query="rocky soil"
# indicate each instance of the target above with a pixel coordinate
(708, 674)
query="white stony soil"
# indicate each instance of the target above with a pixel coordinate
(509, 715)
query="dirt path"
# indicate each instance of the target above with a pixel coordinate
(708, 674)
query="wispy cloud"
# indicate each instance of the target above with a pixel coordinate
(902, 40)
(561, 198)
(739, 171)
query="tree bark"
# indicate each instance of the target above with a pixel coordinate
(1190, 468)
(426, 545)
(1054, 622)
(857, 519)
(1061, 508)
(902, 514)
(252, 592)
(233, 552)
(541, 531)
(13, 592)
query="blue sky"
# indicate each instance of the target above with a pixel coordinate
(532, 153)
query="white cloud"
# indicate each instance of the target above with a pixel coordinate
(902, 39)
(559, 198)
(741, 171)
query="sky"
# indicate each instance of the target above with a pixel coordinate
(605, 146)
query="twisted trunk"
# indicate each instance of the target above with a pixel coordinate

- Stated task
Set down the listing in full, keeping every word exactly as it is.

- Complete response
query="rocky soil"
# indicate each instance of the target above with a pixel coordinate
(708, 674)
query="white stony soil"
# indicate each instance of the target above with a pixel coordinate
(509, 715)
query="dirt path"
# indicate each instance of the target above with a pixel coordinate
(708, 674)
query="wispy cloud"
# indicate each instance of the target above with a pixel coordinate
(902, 40)
(561, 198)
(739, 171)
query="tree bark"
# indicate each instance of the target above with a pixel coordinate
(1190, 468)
(426, 545)
(1054, 622)
(857, 519)
(1061, 508)
(902, 514)
(252, 592)
(233, 552)
(541, 531)
(13, 592)
query="blue sky"
# indicate each instance of the target above with a pixel coordinate
(532, 153)
query="white cloud"
# indicate each instance of the target above with a pixel coordinate
(902, 39)
(559, 198)
(741, 171)
query="sky"
# indicate each instance of the target above with a pixel coordinate
(605, 146)
query="twisted trunk"
# indicate each instance of the target above with a pixel coordinate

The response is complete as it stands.